▶ PROBLEMA BREVE 1:
Repita sin alteraciones las filas de datos, comenzando en la fila que contiene "Mark the innermost point of each instance of the black chair." y terminando después de la que contiene "x=601, y=373".

▶ SECCIÓN DEL DOCUMENTO:
--

A él le conocía desde que era un MC travieso en Cabaret y no me podía perder su nueva ocurrencia. No diré que me enamoré de él porque eso lo hice desde que me cantó por primera vez que estaba encantado de verme. Esta vez, simplemente, ayudó a que mis heridas cicatrizaran. Y como las mías las de muchos otros amigos invisibles que poco a poco nos hemos ido congregando en ese cuarto de un niño vasco muy grande (casi dos metros de niño).

--

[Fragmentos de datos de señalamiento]
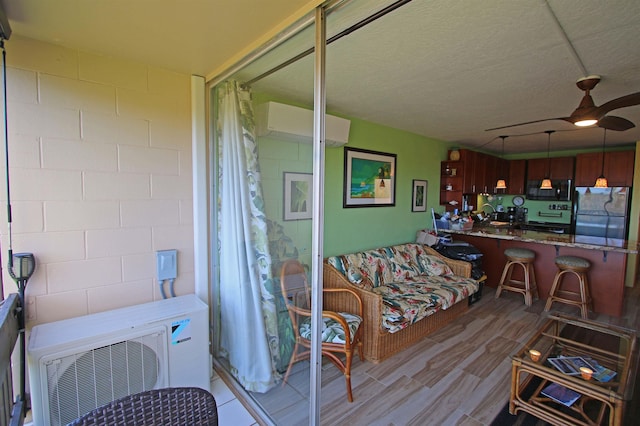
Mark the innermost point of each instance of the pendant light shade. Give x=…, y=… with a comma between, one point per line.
x=546, y=182
x=601, y=181
x=502, y=184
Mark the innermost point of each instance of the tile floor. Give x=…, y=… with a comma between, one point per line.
x=230, y=411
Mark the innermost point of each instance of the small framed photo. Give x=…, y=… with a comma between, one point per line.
x=419, y=198
x=369, y=178
x=298, y=199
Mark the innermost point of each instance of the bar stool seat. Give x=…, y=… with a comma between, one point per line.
x=527, y=287
x=581, y=298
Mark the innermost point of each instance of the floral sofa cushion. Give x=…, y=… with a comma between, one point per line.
x=367, y=269
x=412, y=283
x=408, y=302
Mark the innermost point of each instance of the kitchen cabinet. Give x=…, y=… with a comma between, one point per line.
x=618, y=168
x=554, y=168
x=516, y=180
x=562, y=167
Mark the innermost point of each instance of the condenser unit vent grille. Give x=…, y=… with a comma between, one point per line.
x=80, y=382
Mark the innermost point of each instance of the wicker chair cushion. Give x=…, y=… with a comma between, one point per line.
x=367, y=269
x=332, y=331
x=158, y=407
x=402, y=262
x=406, y=303
x=572, y=262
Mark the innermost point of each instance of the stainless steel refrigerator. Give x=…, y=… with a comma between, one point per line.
x=602, y=212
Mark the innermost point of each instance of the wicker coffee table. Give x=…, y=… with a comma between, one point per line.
x=566, y=343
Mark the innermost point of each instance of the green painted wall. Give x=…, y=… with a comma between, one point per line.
x=352, y=229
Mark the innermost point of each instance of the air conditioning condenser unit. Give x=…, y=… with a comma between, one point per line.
x=79, y=364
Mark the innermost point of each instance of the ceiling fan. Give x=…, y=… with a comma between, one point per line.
x=588, y=114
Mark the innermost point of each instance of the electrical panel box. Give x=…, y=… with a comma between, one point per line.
x=167, y=264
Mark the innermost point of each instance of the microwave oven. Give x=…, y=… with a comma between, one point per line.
x=561, y=190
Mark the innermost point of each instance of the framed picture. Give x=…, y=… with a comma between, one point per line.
x=369, y=178
x=419, y=203
x=298, y=191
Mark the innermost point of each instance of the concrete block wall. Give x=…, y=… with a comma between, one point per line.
x=101, y=178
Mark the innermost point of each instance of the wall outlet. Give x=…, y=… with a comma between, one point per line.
x=167, y=264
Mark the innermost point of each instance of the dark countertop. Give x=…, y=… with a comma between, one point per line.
x=567, y=240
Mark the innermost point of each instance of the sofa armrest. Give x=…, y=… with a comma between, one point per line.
x=459, y=267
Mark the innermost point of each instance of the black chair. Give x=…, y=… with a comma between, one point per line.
x=158, y=407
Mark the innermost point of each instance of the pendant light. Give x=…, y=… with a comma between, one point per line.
x=501, y=184
x=601, y=182
x=546, y=182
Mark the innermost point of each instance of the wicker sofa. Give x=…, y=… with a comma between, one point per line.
x=408, y=291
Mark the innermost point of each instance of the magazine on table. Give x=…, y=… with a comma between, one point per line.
x=571, y=365
x=559, y=393
x=601, y=373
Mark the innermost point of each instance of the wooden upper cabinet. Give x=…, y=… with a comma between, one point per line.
x=562, y=167
x=618, y=168
x=516, y=180
x=554, y=168
x=537, y=168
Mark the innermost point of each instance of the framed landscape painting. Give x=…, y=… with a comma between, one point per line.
x=298, y=196
x=369, y=178
x=419, y=198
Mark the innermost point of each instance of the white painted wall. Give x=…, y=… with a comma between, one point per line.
x=101, y=178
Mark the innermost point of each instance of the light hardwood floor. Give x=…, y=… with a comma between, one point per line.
x=459, y=375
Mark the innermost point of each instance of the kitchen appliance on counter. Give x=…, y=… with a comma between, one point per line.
x=602, y=212
x=555, y=228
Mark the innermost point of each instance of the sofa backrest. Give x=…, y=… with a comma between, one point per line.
x=398, y=263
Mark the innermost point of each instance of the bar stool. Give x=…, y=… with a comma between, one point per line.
x=523, y=257
x=582, y=299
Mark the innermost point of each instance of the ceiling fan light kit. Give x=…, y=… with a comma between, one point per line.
x=601, y=181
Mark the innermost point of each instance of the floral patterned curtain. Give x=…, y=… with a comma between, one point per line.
x=249, y=330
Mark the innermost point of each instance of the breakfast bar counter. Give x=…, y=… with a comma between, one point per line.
x=608, y=259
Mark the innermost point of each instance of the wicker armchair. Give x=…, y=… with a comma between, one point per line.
x=158, y=407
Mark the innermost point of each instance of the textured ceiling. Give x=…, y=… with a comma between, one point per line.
x=447, y=69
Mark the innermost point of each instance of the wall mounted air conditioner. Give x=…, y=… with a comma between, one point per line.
x=294, y=123
x=79, y=364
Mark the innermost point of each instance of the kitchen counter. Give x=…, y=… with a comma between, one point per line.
x=608, y=259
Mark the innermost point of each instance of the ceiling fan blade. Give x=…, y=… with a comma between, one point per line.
x=530, y=122
x=618, y=124
x=621, y=102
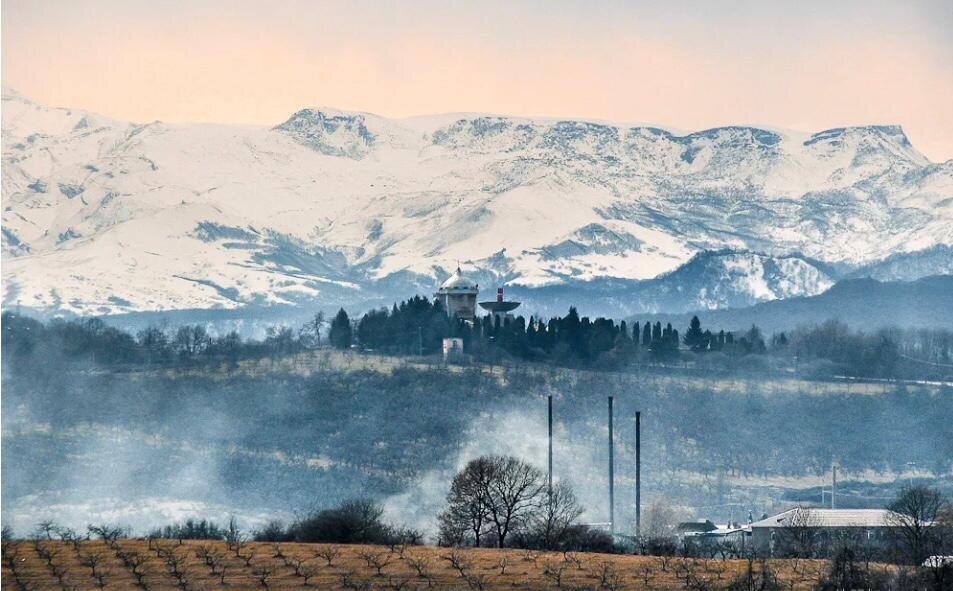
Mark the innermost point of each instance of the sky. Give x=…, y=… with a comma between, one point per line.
x=807, y=65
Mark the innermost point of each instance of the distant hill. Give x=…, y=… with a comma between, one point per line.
x=860, y=303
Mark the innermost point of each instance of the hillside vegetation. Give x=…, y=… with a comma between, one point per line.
x=160, y=565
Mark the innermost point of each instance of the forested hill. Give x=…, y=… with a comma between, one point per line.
x=865, y=304
x=279, y=433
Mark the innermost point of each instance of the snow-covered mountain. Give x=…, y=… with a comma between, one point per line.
x=340, y=207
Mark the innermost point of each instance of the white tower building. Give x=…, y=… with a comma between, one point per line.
x=458, y=296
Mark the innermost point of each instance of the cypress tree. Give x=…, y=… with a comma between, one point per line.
x=340, y=334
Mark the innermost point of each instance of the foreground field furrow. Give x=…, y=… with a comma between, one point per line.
x=193, y=565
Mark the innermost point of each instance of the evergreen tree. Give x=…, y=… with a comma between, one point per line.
x=695, y=339
x=340, y=334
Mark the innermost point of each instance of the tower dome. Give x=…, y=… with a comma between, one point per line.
x=458, y=282
x=458, y=296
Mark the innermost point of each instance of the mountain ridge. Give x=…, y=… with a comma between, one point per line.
x=340, y=201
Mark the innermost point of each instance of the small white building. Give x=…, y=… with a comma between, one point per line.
x=861, y=525
x=458, y=296
x=452, y=349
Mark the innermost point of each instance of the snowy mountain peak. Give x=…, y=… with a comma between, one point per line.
x=331, y=132
x=344, y=207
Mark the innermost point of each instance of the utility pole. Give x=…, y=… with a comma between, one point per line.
x=833, y=482
x=550, y=449
x=611, y=477
x=638, y=473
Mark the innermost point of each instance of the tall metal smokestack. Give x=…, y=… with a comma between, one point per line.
x=550, y=448
x=833, y=482
x=611, y=477
x=638, y=473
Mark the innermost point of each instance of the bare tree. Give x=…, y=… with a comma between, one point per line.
x=552, y=523
x=375, y=560
x=912, y=518
x=514, y=492
x=263, y=575
x=307, y=571
x=554, y=572
x=46, y=529
x=467, y=514
x=329, y=553
x=92, y=561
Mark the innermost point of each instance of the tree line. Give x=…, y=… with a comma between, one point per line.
x=417, y=326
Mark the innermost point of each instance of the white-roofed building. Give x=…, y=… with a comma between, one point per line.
x=862, y=525
x=458, y=296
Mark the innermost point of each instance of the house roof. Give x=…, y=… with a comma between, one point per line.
x=819, y=517
x=697, y=526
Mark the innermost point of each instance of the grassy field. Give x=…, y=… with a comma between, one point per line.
x=660, y=377
x=168, y=564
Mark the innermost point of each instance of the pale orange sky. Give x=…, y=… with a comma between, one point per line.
x=810, y=66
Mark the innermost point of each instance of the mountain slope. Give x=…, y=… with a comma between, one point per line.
x=102, y=216
x=864, y=304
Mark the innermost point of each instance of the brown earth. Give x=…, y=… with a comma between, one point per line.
x=169, y=564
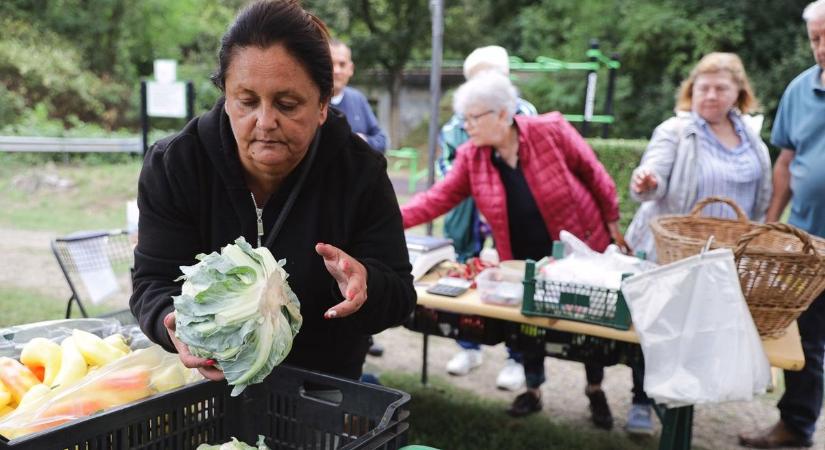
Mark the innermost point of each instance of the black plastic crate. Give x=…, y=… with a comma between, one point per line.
x=468, y=327
x=293, y=408
x=571, y=301
x=571, y=346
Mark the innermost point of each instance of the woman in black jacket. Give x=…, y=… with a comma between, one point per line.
x=272, y=163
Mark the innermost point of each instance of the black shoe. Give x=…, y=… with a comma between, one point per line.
x=599, y=411
x=376, y=349
x=524, y=404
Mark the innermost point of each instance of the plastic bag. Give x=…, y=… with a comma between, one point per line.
x=697, y=336
x=500, y=286
x=583, y=265
x=139, y=374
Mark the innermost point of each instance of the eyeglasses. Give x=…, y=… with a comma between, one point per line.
x=472, y=119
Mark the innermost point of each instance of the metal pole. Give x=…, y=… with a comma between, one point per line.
x=590, y=90
x=190, y=100
x=436, y=10
x=611, y=88
x=144, y=117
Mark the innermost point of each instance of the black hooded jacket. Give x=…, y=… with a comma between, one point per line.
x=193, y=199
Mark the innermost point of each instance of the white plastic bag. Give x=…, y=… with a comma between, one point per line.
x=583, y=265
x=698, y=338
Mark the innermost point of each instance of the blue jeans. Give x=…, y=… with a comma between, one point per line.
x=802, y=401
x=467, y=345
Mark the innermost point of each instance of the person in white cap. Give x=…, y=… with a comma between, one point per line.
x=463, y=224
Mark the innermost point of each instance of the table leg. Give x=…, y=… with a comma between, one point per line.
x=677, y=429
x=424, y=359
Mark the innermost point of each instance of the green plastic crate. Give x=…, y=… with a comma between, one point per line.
x=571, y=301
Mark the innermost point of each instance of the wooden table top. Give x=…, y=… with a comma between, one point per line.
x=784, y=352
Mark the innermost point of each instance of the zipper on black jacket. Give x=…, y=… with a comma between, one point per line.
x=258, y=213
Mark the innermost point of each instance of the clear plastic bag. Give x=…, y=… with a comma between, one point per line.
x=138, y=375
x=13, y=338
x=698, y=338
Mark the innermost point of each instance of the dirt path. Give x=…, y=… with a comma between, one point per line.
x=27, y=262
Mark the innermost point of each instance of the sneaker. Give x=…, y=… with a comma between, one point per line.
x=639, y=420
x=599, y=411
x=524, y=404
x=464, y=361
x=376, y=349
x=511, y=377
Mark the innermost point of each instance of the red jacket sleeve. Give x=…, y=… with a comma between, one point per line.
x=582, y=161
x=442, y=196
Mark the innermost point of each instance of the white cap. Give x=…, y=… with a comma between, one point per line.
x=491, y=57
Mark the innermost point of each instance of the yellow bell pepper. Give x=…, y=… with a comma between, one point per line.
x=118, y=341
x=33, y=394
x=72, y=365
x=168, y=378
x=95, y=350
x=5, y=396
x=17, y=378
x=42, y=354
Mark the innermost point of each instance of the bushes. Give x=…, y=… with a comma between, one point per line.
x=620, y=157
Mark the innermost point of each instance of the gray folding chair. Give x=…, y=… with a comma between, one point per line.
x=86, y=254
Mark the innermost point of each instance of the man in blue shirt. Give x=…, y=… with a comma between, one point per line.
x=352, y=102
x=799, y=130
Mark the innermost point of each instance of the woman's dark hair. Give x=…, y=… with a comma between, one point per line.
x=269, y=22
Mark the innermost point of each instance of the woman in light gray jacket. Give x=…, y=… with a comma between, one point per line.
x=709, y=148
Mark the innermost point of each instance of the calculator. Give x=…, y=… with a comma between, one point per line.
x=449, y=287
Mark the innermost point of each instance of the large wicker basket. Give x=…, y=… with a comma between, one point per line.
x=780, y=267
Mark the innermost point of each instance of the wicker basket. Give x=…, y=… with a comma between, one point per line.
x=780, y=266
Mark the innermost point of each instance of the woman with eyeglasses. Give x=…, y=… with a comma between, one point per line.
x=531, y=177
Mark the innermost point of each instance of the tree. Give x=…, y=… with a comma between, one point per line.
x=386, y=33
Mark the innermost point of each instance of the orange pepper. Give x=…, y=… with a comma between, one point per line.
x=17, y=377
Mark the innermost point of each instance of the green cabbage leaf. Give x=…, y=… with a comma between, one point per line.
x=235, y=444
x=237, y=308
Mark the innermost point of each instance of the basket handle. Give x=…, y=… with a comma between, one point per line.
x=740, y=215
x=744, y=240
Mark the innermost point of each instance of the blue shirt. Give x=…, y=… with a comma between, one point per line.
x=734, y=173
x=361, y=119
x=800, y=126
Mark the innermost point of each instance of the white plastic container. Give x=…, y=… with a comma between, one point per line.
x=500, y=286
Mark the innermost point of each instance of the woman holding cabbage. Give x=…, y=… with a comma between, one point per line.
x=272, y=164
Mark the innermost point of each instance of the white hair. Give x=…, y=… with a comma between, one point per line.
x=814, y=10
x=491, y=57
x=489, y=89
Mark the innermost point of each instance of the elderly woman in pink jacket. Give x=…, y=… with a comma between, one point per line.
x=531, y=177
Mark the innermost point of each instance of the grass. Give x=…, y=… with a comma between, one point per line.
x=26, y=306
x=96, y=200
x=447, y=417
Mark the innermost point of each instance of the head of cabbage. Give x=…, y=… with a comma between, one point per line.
x=237, y=308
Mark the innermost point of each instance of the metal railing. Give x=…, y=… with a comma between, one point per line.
x=70, y=145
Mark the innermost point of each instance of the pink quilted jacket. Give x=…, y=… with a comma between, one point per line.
x=571, y=187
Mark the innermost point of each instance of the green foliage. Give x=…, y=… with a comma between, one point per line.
x=620, y=157
x=95, y=200
x=446, y=417
x=39, y=67
x=21, y=306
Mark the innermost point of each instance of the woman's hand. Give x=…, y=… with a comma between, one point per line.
x=618, y=239
x=351, y=277
x=643, y=181
x=205, y=366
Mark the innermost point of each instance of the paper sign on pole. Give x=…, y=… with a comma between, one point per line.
x=166, y=99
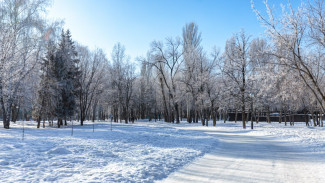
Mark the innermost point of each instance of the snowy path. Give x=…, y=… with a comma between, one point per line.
x=243, y=157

--

▶ PROBLEMA BREVE 2:
Duplique íntegramente y sin cambios el texto sobre el MC de Cabaret.

▶ RESPUESTA CORRECTA 1:
Mark the innermost point of each instance of the black chair. Give x=…, y=… with a comma between, one point per line.
x=158, y=407
Mark the innermost point of each instance of the pendant light. Give x=…, y=… with a comma between, one point per line.
x=501, y=184
x=601, y=182
x=546, y=182
Mark the innermost point of each instance of the wicker sofa. Give x=…, y=… with a comma between, one point per line.
x=408, y=291
Mark the innermost point of each instance of the magazine on table. Give x=…, y=… with a comma between, one point per line.
x=571, y=365
x=559, y=393
x=601, y=373

▶ RESPUESTA CORRECTA 2:
A él le conocía desde que era un MC travieso en Cabaret y no me podía perder su nueva ocurrencia. No diré que me enamoré de él porque eso lo hice desde que me cantó por primera vez que estaba encantado de verme. Esta vez, simplemente, ayudó a que mis heridas cicatrizaran. Y como las mías las de muchos otros amigos invisibles que poco a poco nos hemos ido congregando en ese cuarto de un niño vasco muy grande (casi dos metros de niño).